Tuesday, December 21, 2010
Thursday, December 16, 2010
One of the gifts of being part of the Spiritual Care Network team is that ever so often I have the opportunity to gather with a group of clergy and talk about how I am caring for myself spiritually and how we can assist others in spiritual care. These meetings and conversations are rich and nurturing and although I usually go in wondering how I am going to make up for the lost time I find myself refreshed just by being in the room.
Today was one of those days - I had the opportunity to be “Rudolf” as I drove the carpool from Horseshoe Bay to the conference office.
The reality was that most of us were a bit flippant, cheeky and a little sassy throughout the day but we forgave one another (after all it is the week before Christmas and the stress level in the room and car was at times palpable).
And yet this brassy little group found themselves in deep conversation on our way home when the questions were asked. “What is spiritual practice?” “What counts as spiritual practice?” “Am I wrong that I don’t understand shopping as spiritual practice?” “Is that my egoic-self?” “Is there a difference between being nourished and spiritual practice?” We pondered the differences between extroverted and introverted spirituality throughout the day. But we also wondered what makes it spiritual practice?
For myself I think it’s about intention. In the conversation I recognized that I consider yoga (most of the time) spiritual practice but not kick boxing. I often say skiing is one of my practices and yet I wouldn’t say that about dragon boating. I love all of these sports - each of them nurture me and yet when I breath deeply and meditate in yoga - I intentionally connect with The Holy and yet in kickboxing... well..... If I’m honest I just want to ‘kick-butt’ (please don’t judge me). When I ski I am almost always in awe and yet when I dragon boat the moments of awe are an added bonus if they occur.
For me practice involves intention. It is not that these other things don’t nourish. But if I fail to be intentional in my connecting with the holy I am sure to notice every once and a while that it has been a very long time since I talked with my God other than in a leadership role. That’s just what I have discovered within myself. I would love to hear what spiritual practice means for you. What does it look like? How do you know it’s a spiritual practice? (I encourage you to share with us your practices).
Tuesday, December 14, 2010
“Wait for the Lord, Be strong, and let your heart take courage; wait for the Lord.” Psalm 27:14 “Christian practice can be summed up by the word patience. In the New Testament patience means waiting for God for any length of time, not going away, and not giving in to boredom or discouragement.”
The Advent season is filled with words of waiting and patience. It is often hard to understand the concept of waiting that is unless we are in the midst of a struggle, waiting for an answer, a result, or a resolution.
What does it mean to wait on God? How are you waiting on or with God in your life? How does it make a difference in your life to turn to God the peace-maker in a time of waiting?
God of peace and life
God who waits alongside us in our journeys
fill us with your hope, peace, joy and love this Advent season.
Friday, December 10, 2010
Ring the bells that still can ring
Forget your perfect offering
There is a crack in everything
That's how the light gets in. Leonard Cohen - Anthem
Take some time to meditate on the following question.

AVAILABLE DATA -
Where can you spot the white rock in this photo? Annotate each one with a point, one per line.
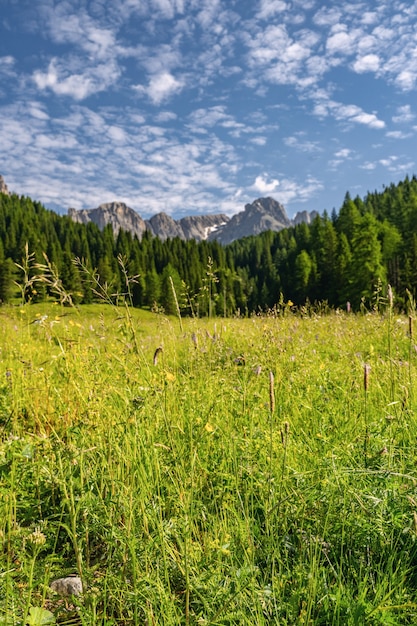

DIRECTIONS FOR THIS TASK - Please continue the spiritual care blog past its last sentence. You won't need the lines for this.

SOLVED PROBLEM -
Where are the dark places for you? Dark places may be places of struggle, but they also may be places of transformation - Although we will talk about looking for the light or finding the light I want to remind us and acknowledge that darkness is not always evil it is often a place of growth. For me darkness has been both a friend offering comfort, and transformation as well an enemy bearing fearful uncertainty, masking unknown threats.
Now take a moment to meditate - placing the light of the Holy in those dark places.
Do you see the light breaking through the cracks in your life? If yes what difference does it make? If no what do you think will help bring light into those places?
God of darkness and light
meet us in the places where we try to be someone we are not
Open us up to see you in our imperfections, in our wrestlings, in the cracks in our character and lives.
Let the light break in. Amen.
Wednesday, December 8, 2010
Here’s a story my grandpa, a rabbi, used to tell me:
Shlemiel, the town fool, caught sight of something lying on the road. It glinted and twinkled in the light. “Aha!” he chuckled. “What have we here? Someone has lost something precious.”
He picked it up. It was a mirror. When he looked at it and saw his face, he threw it down again. “Yuck!” he exclaimed. “No wonder they threw it away. it’s so ugly!”
When I grew up, I learned to obverse side of the mirror joke.
A young boy, who lived in a poor and remote village of Nazi-occupied Crete, found in the middle of the road the broken pieces of a mirror that had come off a Wehrmacht motorbike.
Having nothing much to play with, the boy tried to put all the pieces together, and when he couldn’t, shaped the biggest of the fragments into a mirror, round and smooth, the size of a watch face. He invested a little game: reflecting the sunlight into the remotest and unlikeliest nooks and crannies he could find. In time, as he grew up, it dawned on him that this game was a metaphor for what he wanted to do with his life - to reflect the light into the furthest reaches of this globe.
Today, Alexander Papaderos’ peace institute is known the world over.
So it could be, I suspect, for each one of us. We have a choice. We can pick up the fragments that make up our lives and, seeing our own faces, our own brokenness, throw down the pieces. Give up on making any sense of them.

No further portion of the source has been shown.